--- What the task asks ---
List every line in the entries below that contains the word "dark".

--- Information given ---

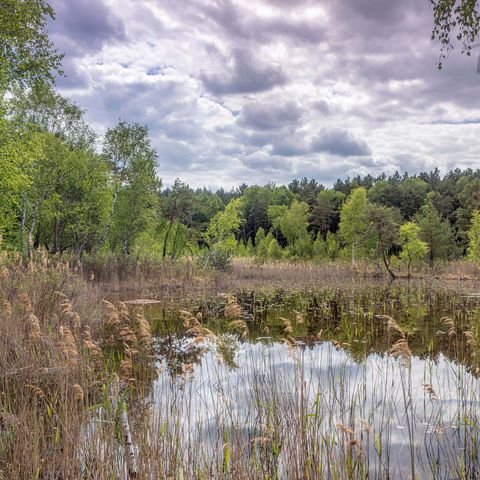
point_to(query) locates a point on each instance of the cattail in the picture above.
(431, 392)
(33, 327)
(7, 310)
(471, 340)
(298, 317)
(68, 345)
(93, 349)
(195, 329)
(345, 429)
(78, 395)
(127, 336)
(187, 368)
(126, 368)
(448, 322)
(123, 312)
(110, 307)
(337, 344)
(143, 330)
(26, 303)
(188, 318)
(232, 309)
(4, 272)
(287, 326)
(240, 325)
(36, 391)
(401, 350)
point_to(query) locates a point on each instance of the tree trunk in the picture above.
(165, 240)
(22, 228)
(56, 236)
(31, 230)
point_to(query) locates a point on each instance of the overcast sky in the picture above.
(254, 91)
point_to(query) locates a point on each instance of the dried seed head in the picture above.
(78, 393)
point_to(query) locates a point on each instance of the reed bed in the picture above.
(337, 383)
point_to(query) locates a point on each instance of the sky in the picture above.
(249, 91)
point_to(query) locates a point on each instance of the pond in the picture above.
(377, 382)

--

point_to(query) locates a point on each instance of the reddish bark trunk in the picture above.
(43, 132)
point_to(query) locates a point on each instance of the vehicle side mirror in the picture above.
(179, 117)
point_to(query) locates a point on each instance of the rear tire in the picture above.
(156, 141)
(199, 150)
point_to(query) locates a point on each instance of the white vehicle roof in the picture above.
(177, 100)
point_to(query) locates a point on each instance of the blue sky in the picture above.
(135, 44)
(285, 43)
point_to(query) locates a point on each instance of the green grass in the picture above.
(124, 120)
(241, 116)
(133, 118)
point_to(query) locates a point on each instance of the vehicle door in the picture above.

--

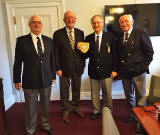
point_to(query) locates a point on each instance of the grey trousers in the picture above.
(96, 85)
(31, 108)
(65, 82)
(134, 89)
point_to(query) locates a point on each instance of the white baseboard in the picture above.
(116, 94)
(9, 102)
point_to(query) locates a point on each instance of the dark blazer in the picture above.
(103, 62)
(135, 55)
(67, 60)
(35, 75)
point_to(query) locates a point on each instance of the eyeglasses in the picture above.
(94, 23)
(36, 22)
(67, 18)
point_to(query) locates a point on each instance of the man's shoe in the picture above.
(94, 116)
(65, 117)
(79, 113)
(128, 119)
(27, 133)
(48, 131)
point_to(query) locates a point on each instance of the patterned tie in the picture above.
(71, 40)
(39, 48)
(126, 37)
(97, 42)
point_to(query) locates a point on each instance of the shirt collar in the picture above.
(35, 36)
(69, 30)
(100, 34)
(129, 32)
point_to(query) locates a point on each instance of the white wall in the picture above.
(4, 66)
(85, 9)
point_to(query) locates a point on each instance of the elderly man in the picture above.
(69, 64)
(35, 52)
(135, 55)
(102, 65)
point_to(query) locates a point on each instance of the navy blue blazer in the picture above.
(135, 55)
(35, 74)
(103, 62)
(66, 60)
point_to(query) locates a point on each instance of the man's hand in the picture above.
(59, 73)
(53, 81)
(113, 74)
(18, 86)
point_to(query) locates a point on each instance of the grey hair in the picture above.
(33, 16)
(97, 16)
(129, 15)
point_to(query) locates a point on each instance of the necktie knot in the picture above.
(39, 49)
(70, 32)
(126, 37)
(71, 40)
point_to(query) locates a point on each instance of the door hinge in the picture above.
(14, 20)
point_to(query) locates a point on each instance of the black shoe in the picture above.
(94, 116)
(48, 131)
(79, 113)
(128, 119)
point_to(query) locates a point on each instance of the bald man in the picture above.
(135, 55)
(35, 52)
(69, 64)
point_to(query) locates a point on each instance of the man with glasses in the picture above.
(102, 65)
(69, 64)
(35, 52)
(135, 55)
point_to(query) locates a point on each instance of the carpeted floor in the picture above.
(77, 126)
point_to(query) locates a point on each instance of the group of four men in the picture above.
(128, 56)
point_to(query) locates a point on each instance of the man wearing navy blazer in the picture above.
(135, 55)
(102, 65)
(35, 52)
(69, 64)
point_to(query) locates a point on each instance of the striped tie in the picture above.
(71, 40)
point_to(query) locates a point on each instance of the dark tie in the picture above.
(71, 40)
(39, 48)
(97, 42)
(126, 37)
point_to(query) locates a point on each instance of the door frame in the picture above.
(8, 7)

--- Solution below ---
point_to(query) locates a point on each instance of the dark blazer in the picture above.
point_to(query) locates a point on each instance of the dark tie in the picture above.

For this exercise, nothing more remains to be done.